▸ **Aim**: Extract the complete listing and output it unchanged.
___ Records provided
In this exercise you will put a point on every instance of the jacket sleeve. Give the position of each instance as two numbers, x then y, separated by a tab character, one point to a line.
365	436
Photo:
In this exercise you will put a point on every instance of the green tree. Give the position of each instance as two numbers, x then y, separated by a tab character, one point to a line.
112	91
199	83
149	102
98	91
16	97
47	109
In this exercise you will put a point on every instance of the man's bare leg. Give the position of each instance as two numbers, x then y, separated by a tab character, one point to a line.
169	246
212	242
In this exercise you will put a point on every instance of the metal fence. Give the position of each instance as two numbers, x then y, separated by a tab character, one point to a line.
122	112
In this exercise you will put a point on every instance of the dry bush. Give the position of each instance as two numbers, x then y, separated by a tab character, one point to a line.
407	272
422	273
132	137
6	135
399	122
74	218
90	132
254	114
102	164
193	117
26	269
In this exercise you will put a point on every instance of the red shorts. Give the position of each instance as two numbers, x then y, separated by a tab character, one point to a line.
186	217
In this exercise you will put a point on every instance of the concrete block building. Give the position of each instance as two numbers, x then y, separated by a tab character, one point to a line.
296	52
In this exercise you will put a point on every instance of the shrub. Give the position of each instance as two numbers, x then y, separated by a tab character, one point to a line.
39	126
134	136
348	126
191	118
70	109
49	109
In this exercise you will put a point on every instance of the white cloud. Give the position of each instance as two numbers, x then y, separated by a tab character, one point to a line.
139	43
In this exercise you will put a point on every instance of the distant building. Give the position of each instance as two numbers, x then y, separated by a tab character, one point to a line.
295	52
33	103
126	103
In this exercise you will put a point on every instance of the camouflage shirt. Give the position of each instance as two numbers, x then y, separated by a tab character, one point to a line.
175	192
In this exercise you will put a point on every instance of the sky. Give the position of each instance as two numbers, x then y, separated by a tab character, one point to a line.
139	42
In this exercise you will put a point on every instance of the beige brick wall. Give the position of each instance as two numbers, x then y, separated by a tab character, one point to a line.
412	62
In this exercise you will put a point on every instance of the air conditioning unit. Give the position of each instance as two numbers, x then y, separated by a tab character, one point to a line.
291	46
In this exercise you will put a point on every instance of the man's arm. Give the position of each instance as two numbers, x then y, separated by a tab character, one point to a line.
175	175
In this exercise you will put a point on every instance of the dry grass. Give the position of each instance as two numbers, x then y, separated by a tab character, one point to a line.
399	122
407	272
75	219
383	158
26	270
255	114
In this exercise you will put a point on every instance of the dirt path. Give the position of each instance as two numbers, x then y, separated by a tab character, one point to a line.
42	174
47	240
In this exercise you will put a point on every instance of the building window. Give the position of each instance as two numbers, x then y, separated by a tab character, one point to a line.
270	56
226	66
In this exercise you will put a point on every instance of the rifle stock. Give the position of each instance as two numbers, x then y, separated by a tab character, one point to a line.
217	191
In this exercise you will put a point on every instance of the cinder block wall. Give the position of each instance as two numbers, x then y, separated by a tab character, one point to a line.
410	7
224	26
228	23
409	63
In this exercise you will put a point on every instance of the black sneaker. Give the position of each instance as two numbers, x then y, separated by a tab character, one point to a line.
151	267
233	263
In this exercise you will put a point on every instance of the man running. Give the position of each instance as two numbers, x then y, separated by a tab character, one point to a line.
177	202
______
▸ **Task solution**:
In this exercise you will put a point on every instance of the jacket sleeve. Give the position of each instance as two numbers, x then y, separated by a tab character, one point to a line.
365	436
Photo:
In this exercise you will put a point on every instance of the green tree. Give the position of each instance as two numbers, x then y, separated by a tab character, one point to a line.
112	91
199	83
149	102
98	91
16	97
47	109
In this exercise you will put a point on every instance of the man's bare leg. Give the position of each instance as two numbers, x then y, separated by a tab character, one point to a line.
169	246
212	242
In this exercise you will put a point on every instance of the metal fence. Give the position of each instance as two numbers, x then y, separated by a tab character, one point to a line.
122	112
In this exercise you will put a point on every instance of the dry bush. Give the position of each instance as two numbers, x then y, separated by a tab character, one point to a line.
407	272
422	273
132	137
6	135
399	122
74	218
90	132
254	114
102	164
193	117
26	269
In this exercise you will put a point on every instance of the red shorts. Give the position of each instance as two numbers, x then y, separated by a tab character, one point to a line.
186	217
In this exercise you will put a point on every instance of the concrete block building. Give the position of each instance as two numbers, x then y, separated by a tab character, one point to a line.
296	52
In this exercise you will put a point on every instance of the shrub. Give the position of each instance as two numbers, x then y, separated by a tab character, one point to a line.
39	126
134	136
348	126
191	118
70	109
49	109
In this exercise you will put a point on every instance of the white cloud. Give the position of each instance as two numbers, x then y, separated by a tab character, one point to a line.
139	43
In this exercise you will put a point on every instance of the distant building. Give the position of each instance as two numbers, x then y, separated by a tab character, one point to a line.
295	52
33	103
126	103
In this exercise you will put a point on every instance of the camouflage shirt. Give the position of each instance as two numbers, x then y, separated by a tab character, one point to a line.
175	192
In this exercise you will put a point on every instance of the sky. Give the position of each instance as two numbers, x then y, separated by a tab character, one point to a line.
139	42
In this exercise you will put a point on every instance of the beige brick wall. Give the position of each instance as two numbers, x then y, separated by a tab character, one point to a line.
412	62
In this exercise you will put a point on every instance of the air conditioning unit. Give the position of each instance as two numbers, x then y, separated by a tab character, one point to a line.
291	46
In this exercise you will put a point on every instance of the man's arm. Give the position of each instance as two numbers, x then y, separated by a tab character, one point to a line.
175	175
In this exercise you will put a point on every instance of the dry grass. Give the position of each instance as two numbers, x then y, separated by a tab character, one point to a line.
399	122
407	272
75	219
383	158
26	270
255	114
In this exercise you will put a point on every instance of the dirt path. Give the position of each instance as two numbers, x then y, separated by a tab character, one point to a line.
42	174
47	240
In this exercise you will put a point on every instance of the building window. Give the position of each instance as two numbers, x then y, separated by a tab character, one point to a line.
270	56
226	66
In this exercise you will put a point on every instance of the rifle stock. Give the position of each instance as two numbers, x then y, separated by a tab character, one point to a line.
217	191
In this exercise you will put a point on every instance of the cinder block wall. Give the position of each instance as two numbers, x then y, separated by a tab character, one point to a line.
410	7
224	26
228	23
409	63
In this exercise you will put a point on every instance of the black sneaker. Give the position of each instance as two numbers, x then y, separated by a tab character, one point to a line.
151	267
233	263
In this exercise you will put a point on every instance of the man running. Give the position of each instance as two numbers, x then y, separated by a tab character, one point to a line.
177	202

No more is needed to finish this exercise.